Zwei wesentliche Aspekte für einen Seitensprung sind ohne Zweifel das Risiko und der Erwartungswert -bzw. etwas konkreter: der Genuss- des Erlebnisses. 
Ein Risiko teilt sich in zwei Elemente: die Eintrittswahrscheinlichkeit eines Zustandes und die Effekte des Zustandes bei Eintritt. Im Falle des Fremdgehens lässt sich das Risiko also im Wesentlichen in zwei Komponenten aufschlüsseln: die Wahrscheinlichkeit der Komporomittierung bzw. des Entdecktwerdens einerseits., sowie die 'Kosten einer Komprommitierung' andererseits. Da zum Fremdgehen in der Regel immer mindestens zwei gehören, ist das Risiko schon an sich ein interessanter Aspekt, denn hier ist auf Seiten des Betrügers häufig Vertrauen in die Integrität des bzw. der Komplizen gefragt. Im Wertpapiergeschäft würde man von einem Exposure, also einer Risikoaussetzung, sprechen. Exposure lässt sich durch intelligente Diversifizierung des Portfolios reduzieren, durch Verkauf sogar beseitigen. Diversifizierung von Beziehungen wäre im Falle einer monogamen Allgemeinheit schwierig und womöglich weitestgehend aufwändig, von der Problematik unter moralischen Aspekten ganz zu schweigen. Im monogamen Fall also gilt: Da das Risiko der Komprommittierung für den Rest der laufenden Beziehung fortbesteht, kämen zur Beendigung des Exposure ausschliesslich ein Geständniss -in der Hoffnung auf ein mildes Urteil- oder die Beendigung der Beziehung in Frage.

(Gestellte Aufgaben)
• a. Gib aus dem Text zum Seitensprung den Abschnitt wortgetreu wieder, beginnend bei „Zwei wesentliche Aspekte“ und endend bei „Genuss- des Erlebnisses.“.
• b. Beantworte anhand des Textes zum Seitensprung diese Fragen:
(i) Welche zwei Aspekte werden als wesentlich für einen Seitensprung genannt?
(ii) In welche zwei Elemente teilt sich ein Risiko?
(iii) Wodurch lässt sich Exposure im Wertpapiergeschäft reduzieren, und wodurch lässt es sich beseitigen?

(Ausgewählte Datensätze)
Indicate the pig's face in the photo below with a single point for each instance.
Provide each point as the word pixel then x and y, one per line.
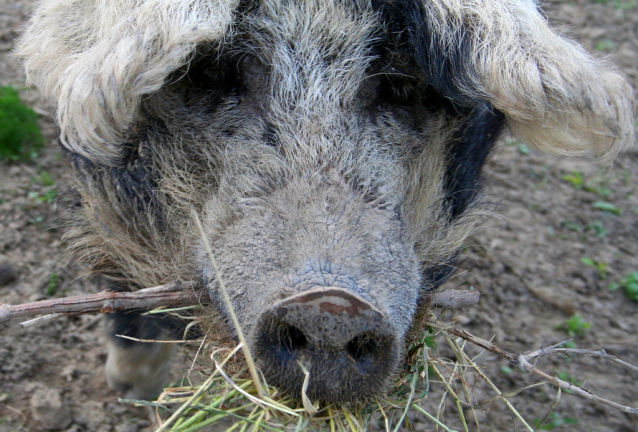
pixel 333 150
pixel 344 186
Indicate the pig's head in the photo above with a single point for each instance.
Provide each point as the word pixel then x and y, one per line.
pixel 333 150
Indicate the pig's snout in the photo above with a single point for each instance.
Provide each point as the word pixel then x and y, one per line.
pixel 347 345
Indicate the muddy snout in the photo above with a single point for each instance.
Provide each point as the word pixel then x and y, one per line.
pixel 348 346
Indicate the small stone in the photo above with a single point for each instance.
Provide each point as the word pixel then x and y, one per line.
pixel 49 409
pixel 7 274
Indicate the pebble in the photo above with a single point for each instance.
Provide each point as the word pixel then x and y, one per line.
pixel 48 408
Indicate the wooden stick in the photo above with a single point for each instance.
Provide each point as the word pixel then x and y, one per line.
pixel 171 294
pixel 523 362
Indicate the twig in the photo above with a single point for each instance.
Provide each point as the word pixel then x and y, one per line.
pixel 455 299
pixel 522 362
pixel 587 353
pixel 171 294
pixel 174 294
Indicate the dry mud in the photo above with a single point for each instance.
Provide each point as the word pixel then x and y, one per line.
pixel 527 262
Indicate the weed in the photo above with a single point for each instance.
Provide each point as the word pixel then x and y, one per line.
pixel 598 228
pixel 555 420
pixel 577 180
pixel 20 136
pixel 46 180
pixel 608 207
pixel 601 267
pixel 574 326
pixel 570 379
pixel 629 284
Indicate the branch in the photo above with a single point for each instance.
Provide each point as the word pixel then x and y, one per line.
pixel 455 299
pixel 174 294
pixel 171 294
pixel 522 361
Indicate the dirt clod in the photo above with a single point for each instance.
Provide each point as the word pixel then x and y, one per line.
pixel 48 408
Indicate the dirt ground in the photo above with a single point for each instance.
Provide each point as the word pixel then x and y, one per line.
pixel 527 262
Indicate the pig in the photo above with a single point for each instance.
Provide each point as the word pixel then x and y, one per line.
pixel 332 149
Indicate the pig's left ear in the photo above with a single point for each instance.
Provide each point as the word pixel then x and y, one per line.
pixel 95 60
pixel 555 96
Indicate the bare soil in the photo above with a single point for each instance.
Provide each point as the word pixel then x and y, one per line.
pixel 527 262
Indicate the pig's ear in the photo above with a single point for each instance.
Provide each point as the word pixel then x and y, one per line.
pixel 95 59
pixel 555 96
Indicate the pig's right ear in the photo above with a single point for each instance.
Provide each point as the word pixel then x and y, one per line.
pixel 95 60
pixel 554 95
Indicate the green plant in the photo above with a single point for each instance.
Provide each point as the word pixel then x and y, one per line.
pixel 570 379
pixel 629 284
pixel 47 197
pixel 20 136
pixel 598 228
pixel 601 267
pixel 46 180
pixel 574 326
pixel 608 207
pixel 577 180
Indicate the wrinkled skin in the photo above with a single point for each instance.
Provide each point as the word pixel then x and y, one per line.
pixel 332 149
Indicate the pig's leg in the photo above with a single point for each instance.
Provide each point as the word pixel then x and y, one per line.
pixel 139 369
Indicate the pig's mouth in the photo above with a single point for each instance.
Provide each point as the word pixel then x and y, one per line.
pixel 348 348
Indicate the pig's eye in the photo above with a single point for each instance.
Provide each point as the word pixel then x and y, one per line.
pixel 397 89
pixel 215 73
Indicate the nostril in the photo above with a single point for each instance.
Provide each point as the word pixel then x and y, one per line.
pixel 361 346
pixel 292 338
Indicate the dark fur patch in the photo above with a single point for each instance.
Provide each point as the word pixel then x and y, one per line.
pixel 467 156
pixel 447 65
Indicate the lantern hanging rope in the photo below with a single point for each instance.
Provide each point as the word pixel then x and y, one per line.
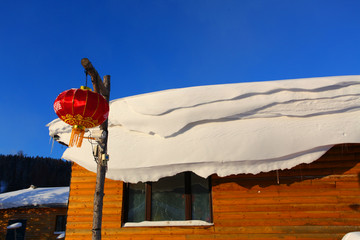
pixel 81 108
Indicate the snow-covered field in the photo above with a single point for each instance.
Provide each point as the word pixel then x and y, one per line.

(Lösungen der Reihe nach)
• a.
Zwei wesentliche Aspekte für einen Seitensprung sind ohne Zweifel das Risiko und der Erwartungswert -bzw. etwas konkreter: der Genuss- des Erlebnisses.

• b.
(i) Das Risiko und der Erwartungswert, etwas konkreter der Genuss des Erlebnisses.
(ii) Die Eintrittswahrscheinlichkeit eines Zustandes und die Effekte des Zustandes bei Eintritt.
(iii) Reduzieren lässt es sich durch intelligente Diversifizierung des Portfolios, beseitigen durch Verkauf.